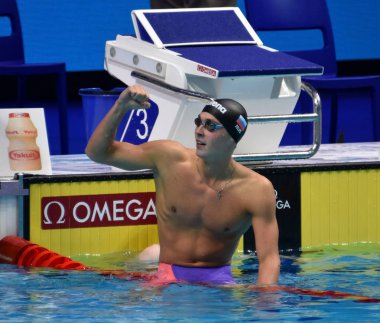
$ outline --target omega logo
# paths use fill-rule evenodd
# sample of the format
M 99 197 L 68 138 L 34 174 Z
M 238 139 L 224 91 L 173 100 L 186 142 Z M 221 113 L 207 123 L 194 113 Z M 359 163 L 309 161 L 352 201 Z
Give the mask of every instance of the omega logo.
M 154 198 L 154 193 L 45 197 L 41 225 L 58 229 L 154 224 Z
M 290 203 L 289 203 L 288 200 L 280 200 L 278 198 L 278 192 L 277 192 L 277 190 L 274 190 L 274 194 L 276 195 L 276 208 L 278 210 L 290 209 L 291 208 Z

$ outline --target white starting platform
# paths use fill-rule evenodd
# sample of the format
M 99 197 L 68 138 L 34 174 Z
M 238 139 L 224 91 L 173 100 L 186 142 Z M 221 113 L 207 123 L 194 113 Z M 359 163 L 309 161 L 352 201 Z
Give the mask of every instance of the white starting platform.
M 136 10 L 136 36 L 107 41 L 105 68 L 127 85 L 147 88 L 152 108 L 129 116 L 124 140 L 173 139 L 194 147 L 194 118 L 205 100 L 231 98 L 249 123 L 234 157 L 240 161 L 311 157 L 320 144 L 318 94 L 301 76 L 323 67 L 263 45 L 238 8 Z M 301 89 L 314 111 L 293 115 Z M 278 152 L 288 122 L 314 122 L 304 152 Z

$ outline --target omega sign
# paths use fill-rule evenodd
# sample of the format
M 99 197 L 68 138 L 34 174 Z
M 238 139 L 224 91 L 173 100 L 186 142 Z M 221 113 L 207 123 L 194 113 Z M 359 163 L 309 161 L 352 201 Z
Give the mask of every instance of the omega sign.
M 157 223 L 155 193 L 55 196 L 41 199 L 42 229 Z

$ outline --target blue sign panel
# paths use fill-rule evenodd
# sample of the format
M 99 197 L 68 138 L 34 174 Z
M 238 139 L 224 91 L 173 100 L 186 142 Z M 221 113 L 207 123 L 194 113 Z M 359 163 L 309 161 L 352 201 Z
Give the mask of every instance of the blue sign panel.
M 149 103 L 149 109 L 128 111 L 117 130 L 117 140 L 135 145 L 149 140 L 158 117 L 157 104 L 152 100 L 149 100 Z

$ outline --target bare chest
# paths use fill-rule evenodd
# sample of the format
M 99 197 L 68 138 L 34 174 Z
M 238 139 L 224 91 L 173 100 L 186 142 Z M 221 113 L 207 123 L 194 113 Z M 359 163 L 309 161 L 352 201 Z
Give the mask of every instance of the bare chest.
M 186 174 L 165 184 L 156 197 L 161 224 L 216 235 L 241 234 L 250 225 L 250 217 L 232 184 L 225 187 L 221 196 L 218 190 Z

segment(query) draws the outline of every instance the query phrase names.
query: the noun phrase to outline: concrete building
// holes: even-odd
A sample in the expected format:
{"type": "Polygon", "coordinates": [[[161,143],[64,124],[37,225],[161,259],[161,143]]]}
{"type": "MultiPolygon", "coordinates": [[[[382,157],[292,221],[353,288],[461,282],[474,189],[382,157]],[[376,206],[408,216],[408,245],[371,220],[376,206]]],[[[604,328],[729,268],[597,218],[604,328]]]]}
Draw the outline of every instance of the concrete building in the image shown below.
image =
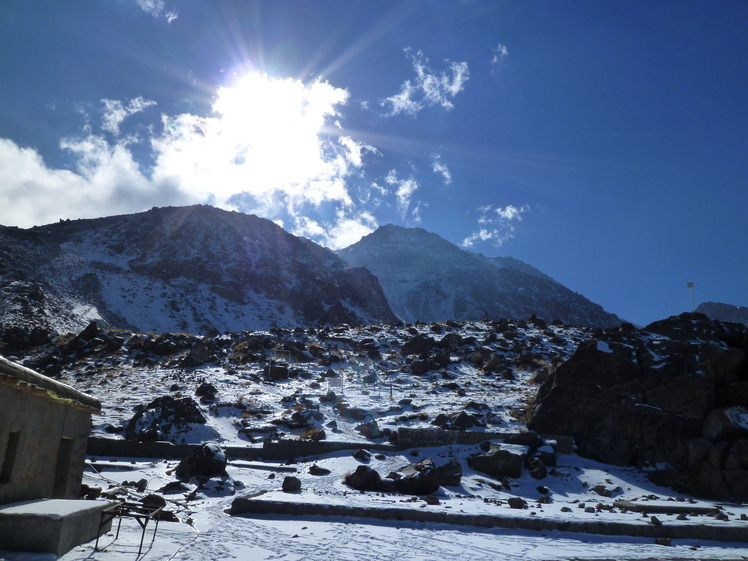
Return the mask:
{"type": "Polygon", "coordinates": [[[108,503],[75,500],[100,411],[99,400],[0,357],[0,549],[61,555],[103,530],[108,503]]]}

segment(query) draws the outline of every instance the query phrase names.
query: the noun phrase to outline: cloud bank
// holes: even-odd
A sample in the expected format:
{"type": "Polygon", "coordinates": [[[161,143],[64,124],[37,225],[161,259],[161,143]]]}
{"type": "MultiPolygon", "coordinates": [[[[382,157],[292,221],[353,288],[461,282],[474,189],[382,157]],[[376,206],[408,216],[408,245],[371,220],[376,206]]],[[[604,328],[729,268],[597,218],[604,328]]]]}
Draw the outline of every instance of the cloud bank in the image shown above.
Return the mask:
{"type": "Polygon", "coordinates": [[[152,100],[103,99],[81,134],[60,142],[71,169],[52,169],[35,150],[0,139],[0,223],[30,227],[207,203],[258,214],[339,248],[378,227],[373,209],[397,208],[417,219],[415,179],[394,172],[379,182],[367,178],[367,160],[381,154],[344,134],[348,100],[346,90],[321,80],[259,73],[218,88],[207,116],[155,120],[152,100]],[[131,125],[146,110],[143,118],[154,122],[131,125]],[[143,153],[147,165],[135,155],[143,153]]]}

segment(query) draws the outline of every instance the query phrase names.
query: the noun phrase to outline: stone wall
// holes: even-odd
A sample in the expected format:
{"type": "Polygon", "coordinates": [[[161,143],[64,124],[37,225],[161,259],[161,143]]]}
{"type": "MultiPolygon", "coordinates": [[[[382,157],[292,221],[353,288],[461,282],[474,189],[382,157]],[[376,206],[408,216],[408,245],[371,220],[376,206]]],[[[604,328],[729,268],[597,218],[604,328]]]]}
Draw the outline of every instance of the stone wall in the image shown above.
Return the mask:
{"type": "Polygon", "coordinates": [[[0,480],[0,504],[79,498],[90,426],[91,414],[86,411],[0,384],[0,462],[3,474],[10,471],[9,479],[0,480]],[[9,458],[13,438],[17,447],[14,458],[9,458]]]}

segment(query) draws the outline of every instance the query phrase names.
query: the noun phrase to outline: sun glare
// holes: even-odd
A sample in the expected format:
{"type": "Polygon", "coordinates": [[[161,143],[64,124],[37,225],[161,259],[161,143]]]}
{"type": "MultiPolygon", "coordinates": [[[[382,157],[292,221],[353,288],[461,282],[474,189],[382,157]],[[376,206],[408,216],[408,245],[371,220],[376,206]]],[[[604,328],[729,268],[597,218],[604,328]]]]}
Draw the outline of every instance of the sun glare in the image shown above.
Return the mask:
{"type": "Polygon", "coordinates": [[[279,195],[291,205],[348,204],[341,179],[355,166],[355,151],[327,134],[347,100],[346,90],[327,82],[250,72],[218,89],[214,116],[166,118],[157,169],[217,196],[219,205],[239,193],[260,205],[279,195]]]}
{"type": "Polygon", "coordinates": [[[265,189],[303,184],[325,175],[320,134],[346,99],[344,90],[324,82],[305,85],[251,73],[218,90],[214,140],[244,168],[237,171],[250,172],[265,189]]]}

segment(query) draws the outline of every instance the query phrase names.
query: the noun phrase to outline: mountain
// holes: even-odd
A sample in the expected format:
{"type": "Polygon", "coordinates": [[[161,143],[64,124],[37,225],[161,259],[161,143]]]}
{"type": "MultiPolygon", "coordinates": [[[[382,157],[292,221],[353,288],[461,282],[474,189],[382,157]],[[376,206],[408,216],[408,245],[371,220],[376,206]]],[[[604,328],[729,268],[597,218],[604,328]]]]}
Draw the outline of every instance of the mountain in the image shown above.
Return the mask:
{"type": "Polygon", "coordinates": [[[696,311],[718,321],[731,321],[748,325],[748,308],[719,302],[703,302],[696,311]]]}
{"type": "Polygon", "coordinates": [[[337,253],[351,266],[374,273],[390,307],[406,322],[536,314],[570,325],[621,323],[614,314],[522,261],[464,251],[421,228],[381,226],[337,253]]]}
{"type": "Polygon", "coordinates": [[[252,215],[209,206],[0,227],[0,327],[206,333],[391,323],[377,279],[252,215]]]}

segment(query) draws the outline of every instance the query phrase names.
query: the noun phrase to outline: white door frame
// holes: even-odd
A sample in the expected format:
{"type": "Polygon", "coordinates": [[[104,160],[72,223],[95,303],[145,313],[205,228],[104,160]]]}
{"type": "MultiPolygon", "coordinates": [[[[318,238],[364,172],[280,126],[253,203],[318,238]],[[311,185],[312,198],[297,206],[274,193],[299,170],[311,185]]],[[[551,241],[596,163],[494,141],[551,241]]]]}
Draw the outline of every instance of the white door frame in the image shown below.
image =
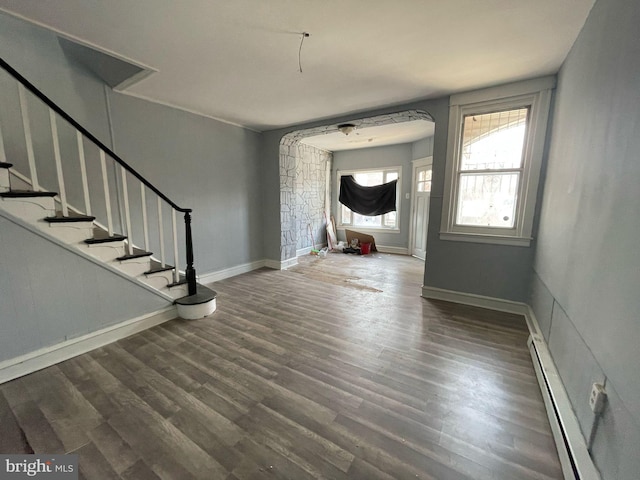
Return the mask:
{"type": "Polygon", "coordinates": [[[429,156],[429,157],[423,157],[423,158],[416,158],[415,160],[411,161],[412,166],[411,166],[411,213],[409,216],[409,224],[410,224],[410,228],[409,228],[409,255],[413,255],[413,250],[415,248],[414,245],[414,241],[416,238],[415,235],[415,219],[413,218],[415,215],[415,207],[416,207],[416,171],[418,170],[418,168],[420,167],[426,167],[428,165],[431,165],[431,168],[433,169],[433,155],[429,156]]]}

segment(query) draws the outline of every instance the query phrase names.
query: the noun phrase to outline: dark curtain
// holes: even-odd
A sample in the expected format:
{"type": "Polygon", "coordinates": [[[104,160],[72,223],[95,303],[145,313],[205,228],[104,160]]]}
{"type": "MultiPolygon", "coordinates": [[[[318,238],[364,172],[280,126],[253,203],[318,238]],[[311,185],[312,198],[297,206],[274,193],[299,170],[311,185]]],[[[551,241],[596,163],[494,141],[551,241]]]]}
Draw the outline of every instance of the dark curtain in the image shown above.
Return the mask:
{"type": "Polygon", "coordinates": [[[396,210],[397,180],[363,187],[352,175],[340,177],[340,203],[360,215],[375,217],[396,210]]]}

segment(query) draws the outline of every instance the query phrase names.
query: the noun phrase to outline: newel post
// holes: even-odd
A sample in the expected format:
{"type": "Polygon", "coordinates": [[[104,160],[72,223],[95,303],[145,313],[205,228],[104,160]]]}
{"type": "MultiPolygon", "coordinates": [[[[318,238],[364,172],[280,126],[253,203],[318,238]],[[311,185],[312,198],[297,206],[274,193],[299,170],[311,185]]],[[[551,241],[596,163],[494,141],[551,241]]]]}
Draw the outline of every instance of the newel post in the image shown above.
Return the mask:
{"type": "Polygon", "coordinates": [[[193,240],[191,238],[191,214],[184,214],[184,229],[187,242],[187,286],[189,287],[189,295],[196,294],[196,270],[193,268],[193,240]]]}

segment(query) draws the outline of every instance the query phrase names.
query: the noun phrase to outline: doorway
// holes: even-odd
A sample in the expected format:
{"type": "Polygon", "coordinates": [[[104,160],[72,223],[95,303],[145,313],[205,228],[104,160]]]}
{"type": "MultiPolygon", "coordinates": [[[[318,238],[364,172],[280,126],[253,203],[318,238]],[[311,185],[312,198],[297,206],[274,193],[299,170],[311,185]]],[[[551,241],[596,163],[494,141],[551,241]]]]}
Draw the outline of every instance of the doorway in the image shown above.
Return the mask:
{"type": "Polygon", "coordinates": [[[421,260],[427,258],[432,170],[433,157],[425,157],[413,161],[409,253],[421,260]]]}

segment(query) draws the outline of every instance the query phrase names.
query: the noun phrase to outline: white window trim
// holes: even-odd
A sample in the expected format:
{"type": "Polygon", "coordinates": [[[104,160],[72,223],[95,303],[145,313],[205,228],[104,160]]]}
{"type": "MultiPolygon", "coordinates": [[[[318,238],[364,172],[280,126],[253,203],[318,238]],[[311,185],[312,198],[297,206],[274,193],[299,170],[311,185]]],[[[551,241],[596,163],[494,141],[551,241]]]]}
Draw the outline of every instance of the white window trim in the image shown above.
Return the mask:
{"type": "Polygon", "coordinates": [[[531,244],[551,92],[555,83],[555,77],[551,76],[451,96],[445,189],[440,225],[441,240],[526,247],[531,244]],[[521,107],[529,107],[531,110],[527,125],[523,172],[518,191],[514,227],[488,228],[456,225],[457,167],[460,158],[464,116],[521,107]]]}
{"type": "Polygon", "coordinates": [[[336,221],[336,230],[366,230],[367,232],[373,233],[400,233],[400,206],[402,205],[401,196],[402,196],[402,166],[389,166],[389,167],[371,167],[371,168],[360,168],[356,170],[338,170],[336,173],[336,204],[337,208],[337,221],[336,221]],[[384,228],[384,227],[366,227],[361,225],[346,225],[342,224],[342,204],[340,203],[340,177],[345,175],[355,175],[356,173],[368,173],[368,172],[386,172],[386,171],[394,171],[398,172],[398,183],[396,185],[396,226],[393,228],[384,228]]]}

= = = = = = =

Take every line above carrying "window" and return it.

== SOLVED PROBLEM ==
query: the noun phrase to outline: white window trim
Draw the outline of every instance of the white window trim in the image shown above.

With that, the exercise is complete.